**Quoted text**
UNITED STATES DISTRICT COURT FOR THE DISTRICT OF HAWAII
Dec 15, 2020
CIV. NO. 18-00475 JMS-KJM (D. Haw. Dec. 15, 2020)

Opinion

CIV. NO. 18-00475 JMS-KJM

12-15-2020

MATTHEW C. BASSETT, Plaintiff, v. HAWAII DISABILITY RIGHTS CENTER, Defendant.


ORDER DENYING PLAINTIFF'S MOTION FOR RECONSIDERATION , ECF NO. 121

I. INTRODUCTION

On November 20, 2020, the court issued an Order granting in full Defendant Hawaii Disability Rights Center's ("HDRC" or "Defendant") Motion for Summary Judgment and denying in full Plaintiff Matthew C. Bassett's ("Plaintiff" or "Bassett") Motion for Summary Judgment. ECF No. 117. Accordingly, judgment was entered against Plaintiff as to each of his claims—sexual harassment and retaliation under Title VII, 42 U.S.C. § 2000(e) et seq., and retaliation under the Hawaii Whistleblower Protection Act ("HWPA"), Hawaii Revised Statutes § 378-62 et seq. Id. at PageID ## 2245-46; ECF No. 118. On December 3, 2020, Plaintiff filed the Motion for Reconsideration currently before the court. ECF No. 121. Pursuant to Local Rule 7.1(d), the court decides this matter without a hearing.

**Given instruction**
Condense the paragraph of the court order that begins "On November 20, 2020" into a short bulleted list that keeps its main facts. The records have nothing to do with the court order.

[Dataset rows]
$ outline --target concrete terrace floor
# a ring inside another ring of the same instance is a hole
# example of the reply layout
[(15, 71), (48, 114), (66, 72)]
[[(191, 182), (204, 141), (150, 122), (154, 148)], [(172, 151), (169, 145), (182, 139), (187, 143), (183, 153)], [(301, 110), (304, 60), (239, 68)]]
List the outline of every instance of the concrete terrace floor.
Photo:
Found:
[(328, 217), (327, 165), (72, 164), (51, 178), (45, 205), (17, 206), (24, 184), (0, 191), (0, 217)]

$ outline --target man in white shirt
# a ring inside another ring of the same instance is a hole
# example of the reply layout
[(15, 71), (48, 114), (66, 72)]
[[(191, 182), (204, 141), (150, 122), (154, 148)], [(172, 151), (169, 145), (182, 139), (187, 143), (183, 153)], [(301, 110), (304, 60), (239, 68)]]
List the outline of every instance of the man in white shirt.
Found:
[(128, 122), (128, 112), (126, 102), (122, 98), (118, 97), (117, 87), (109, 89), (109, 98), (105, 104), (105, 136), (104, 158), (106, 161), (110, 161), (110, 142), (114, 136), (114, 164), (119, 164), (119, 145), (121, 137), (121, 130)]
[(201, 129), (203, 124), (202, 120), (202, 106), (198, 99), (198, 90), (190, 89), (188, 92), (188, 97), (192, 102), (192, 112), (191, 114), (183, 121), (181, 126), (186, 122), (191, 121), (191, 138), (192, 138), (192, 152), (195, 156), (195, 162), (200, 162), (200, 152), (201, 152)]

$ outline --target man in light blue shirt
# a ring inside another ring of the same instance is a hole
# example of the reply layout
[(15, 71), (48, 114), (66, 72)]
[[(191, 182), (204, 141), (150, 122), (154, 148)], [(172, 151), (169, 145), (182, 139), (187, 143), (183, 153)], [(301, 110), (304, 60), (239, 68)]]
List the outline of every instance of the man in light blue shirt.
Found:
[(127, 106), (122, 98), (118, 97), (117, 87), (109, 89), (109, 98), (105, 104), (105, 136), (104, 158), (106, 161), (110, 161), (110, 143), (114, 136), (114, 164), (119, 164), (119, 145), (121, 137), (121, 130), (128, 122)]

**Solution to the problem**
- November 20, 2020: the court fully granted Hawaii Disability Rights Center's Motion for Summary Judgment and fully denied Matthew C. Bassett's (ECF No. 117).
- Judgment was entered against Bassett on all his claims: sexual harassment and retaliation under Title VII, and retaliation under the Hawaii Whistleblower Protection Act.
- December 3, 2020: Bassett filed a Motion for Reconsideration (ECF No. 121).
- Under Local Rule 7.1(d), the court decides the motion without a hearing.